(Stored entries)
-------------------------
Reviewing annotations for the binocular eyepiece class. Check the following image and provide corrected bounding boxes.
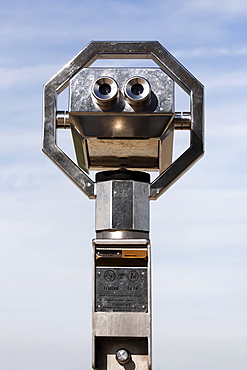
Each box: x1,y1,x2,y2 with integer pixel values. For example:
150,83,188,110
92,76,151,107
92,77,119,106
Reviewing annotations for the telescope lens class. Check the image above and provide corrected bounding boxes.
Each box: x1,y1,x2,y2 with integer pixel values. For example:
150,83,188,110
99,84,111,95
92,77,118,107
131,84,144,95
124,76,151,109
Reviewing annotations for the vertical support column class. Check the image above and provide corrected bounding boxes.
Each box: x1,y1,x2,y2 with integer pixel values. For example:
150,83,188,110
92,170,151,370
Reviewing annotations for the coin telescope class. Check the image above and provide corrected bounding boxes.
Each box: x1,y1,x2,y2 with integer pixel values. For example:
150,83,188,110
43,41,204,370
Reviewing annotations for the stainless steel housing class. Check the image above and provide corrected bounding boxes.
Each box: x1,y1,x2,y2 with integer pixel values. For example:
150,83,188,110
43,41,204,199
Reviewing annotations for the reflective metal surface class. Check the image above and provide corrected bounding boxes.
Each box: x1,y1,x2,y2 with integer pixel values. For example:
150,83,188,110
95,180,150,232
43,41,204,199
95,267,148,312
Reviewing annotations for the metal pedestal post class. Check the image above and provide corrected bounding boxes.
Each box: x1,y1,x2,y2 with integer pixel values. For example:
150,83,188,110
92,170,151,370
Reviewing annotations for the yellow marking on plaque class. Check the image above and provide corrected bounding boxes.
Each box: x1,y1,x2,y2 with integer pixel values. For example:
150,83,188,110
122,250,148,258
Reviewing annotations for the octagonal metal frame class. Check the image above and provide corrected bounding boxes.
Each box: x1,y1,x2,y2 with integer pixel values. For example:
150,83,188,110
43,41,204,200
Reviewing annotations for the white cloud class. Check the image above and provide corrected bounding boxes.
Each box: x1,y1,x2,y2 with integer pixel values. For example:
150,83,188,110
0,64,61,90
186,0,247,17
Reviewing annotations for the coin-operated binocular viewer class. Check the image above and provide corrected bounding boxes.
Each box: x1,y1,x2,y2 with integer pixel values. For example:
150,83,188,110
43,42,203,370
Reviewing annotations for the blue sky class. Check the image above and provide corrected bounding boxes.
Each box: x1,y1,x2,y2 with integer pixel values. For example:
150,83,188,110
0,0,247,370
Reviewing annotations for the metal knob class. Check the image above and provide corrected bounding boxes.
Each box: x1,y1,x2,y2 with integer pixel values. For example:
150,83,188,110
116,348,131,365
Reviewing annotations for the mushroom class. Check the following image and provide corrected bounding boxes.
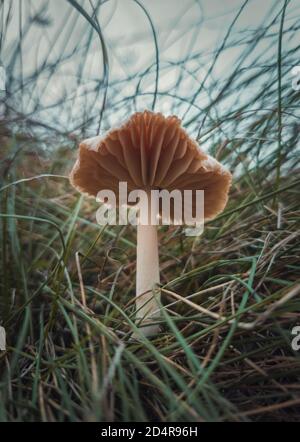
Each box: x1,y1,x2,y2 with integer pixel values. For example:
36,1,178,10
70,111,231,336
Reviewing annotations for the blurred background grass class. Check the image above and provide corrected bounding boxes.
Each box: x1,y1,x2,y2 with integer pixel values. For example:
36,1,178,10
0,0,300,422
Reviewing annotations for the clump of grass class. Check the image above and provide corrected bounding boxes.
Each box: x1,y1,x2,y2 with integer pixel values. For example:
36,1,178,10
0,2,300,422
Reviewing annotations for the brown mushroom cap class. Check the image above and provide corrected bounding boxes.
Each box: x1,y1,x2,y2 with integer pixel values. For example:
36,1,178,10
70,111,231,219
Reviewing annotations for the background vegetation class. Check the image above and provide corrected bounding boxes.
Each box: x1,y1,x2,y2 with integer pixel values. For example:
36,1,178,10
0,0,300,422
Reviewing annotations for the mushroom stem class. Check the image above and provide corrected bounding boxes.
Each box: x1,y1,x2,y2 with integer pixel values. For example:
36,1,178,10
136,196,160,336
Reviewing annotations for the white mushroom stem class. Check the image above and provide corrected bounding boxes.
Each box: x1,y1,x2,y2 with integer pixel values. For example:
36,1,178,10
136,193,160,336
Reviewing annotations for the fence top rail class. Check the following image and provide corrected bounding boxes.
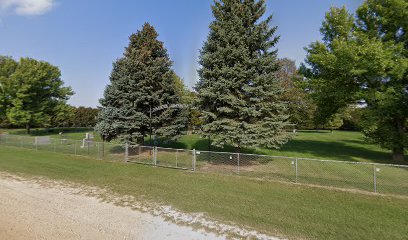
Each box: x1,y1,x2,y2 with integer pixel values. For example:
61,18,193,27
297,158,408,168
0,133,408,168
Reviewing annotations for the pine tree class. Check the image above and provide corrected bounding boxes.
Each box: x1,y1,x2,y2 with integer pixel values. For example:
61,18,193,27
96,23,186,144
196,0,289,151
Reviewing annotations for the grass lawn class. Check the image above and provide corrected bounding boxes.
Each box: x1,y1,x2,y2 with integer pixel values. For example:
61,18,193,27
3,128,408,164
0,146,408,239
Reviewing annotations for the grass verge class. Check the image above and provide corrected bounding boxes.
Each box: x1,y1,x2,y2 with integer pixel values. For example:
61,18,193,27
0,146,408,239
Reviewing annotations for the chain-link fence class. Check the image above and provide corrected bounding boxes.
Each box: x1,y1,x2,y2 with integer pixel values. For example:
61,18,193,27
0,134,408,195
-------------------------
Short exercise: In the data above, change "integer pixel values" to "whole-number pixel values" everywhere and write all the lines out again with nothing else altered. Leave out the pictures.

Exercise response:
Reviewing annotations for the binocular eyepiece class. Check the following image and provide corrected bounding boxes.
Each box: x1,y1,x2,y2 with whole-number pixel values. For example:
150,83,188,110
92,76,151,107
92,77,119,106
Reviewing annotations for the telescope lens class. Check the image above and provide corrected bounding boxes.
Each box: x1,y1,x2,y2 with whole-number pixel values. For example:
150,83,188,110
99,84,111,95
92,77,118,107
131,84,144,95
124,76,151,109
Reviewing annotations for the vertical support column class. Check the image above and provide corrected bounding boxes.
Each box: x1,y1,x2,y2 with whole-number pixel values. For example:
150,83,188,110
92,170,151,370
Reviewing annotations for the coin telescope class. Check the image above and provide corrected bounding boxes.
Each box: x1,y1,x2,y2 with whole-number pixel values. For example:
150,83,188,110
43,41,204,370
Reviewing annotations for the stainless steel housing class. Check the image above and provide corrected bounding boxes.
Each box: x1,y1,x2,y2 with whole-number pixel values. For example:
150,83,188,110
43,41,204,199
Reviewing annotations for the reflective metal surface class. Check the image above and provide corrected bounding boxes.
Each box: x1,y1,x2,y2 with whole-number pixel values. For example:
150,83,188,110
95,180,150,232
43,41,204,199
95,267,148,312
Reviewing annotations for the metal pedestal post class. Check the image above and provide corrected bounding boxes.
Each box: x1,y1,x2,y2 with whole-number pixel values. For example:
150,83,188,110
92,170,151,370
Reviewing annotations for the yellow marking on plaque class. Check the image above and provide corrected bounding boxes.
Each box: x1,y1,x2,y2 with whole-number pixel values. For example:
150,83,188,110
122,250,148,258
Reviewing annotations for the octagonal metal frame class. Check the image above and provide corrected bounding boxes.
Each box: x1,y1,x2,y2 with whole-number pixel values. For example:
150,83,188,110
43,41,204,200
Reviewing annotations for the white cloud class. Check the image above and provide corrected bounding boxes.
Each box: x1,y1,x2,y2 with whole-number pixel values. For example:
150,83,188,110
0,64,61,90
186,0,247,17
Reviewing annotations for the coin-operated binocular viewer class. Check the image above and provide corrected bounding boxes.
Each box: x1,y1,x2,y2 with whole-number pixel values. For example:
150,83,188,110
43,42,203,370
Reviewing annotations for the blue sky class. Check the image above and provide corrected bounding boxes.
Each box: x1,y1,x2,y2 with whole-number pixel values. For example:
150,83,188,110
0,0,247,370
Reviewing annotations for the metal knob class. Check the image above and provide corrected bounding boxes.
Each box: x1,y1,x2,y2 with whole-number pixel values. For example:
150,83,188,110
116,348,131,365
Reviewing annotations for the mushroom class. Check the following image and provide corrected bounding boxes.
Each box: x1,y1,x2,y2 with whole-number pixel values. For example:
36,1,178,10
70,111,231,336
Reviewing annotations for the blurred background grass class. Check the image above and provide corrected bounding boxes.
Each box: x1,y1,x2,y2 with whole-number pixel values. For example:
36,1,178,10
0,0,300,422
Reviewing annotations for the clump of grass class. Check the image above and provide corrected bounding boxes.
Each box: x1,y1,x2,y2 with whole-number pixel values. For example:
36,1,178,10
0,2,300,422
Reviewing annotations for the brown mushroom cap class. Check the image above and provide corrected bounding boxes.
Each box: x1,y1,x2,y2 with whole-number pixel values. For example:
36,1,178,10
70,111,231,219
Reviewing annotations for the background vegetation class. Check the image above and provide corrected bounding boxes.
Each box: x1,y1,x2,y2 with whole-number pixel values. For example:
36,1,178,10
0,0,300,422
Reviewing annotations for the mushroom stem class. Check the image above and provide corrected bounding boxes.
Each box: x1,y1,x2,y2 with whole-number pixel values. For example:
36,1,178,10
136,196,160,336
Reviewing annotations for the white mushroom stem class. Check the image above and provide corrected bounding boxes.
Each box: x1,y1,x2,y2 with whole-number pixel values. For example:
36,1,178,10
136,193,160,336
Reviewing annotations for the fence top rail class. Check the following image and provide corrected bounding boxes.
Each box: x1,y1,x2,y2 with whole-number pixel values. For example:
61,18,193,27
297,158,408,168
0,133,408,168
Reviewing annotations for the pine tree class. Check the image above and provide corrected bounding boxes.
Each box: x1,y1,x2,y2 with whole-number pixel values. For example:
61,18,193,27
96,23,186,144
196,0,289,151
Reviewing annotations for the grass lawn class. Check the image above and provide corrected bounding boxes.
Each box: x1,y1,x2,y2 with whole-number pixel values. For example:
61,18,193,27
3,128,408,164
0,146,408,239
Reviewing annotations for the grass verge class. Check the image above and provide corrected bounding boxes.
Each box: x1,y1,x2,y2 with whole-number pixel values. For example:
61,18,193,27
0,146,408,239
Reviewing annotations for the chain-link fence class. Check the image above and provide corrected bounding boxes.
Each box: x1,y1,x2,y2 with whole-number pixel values. For example:
61,18,193,27
0,134,408,195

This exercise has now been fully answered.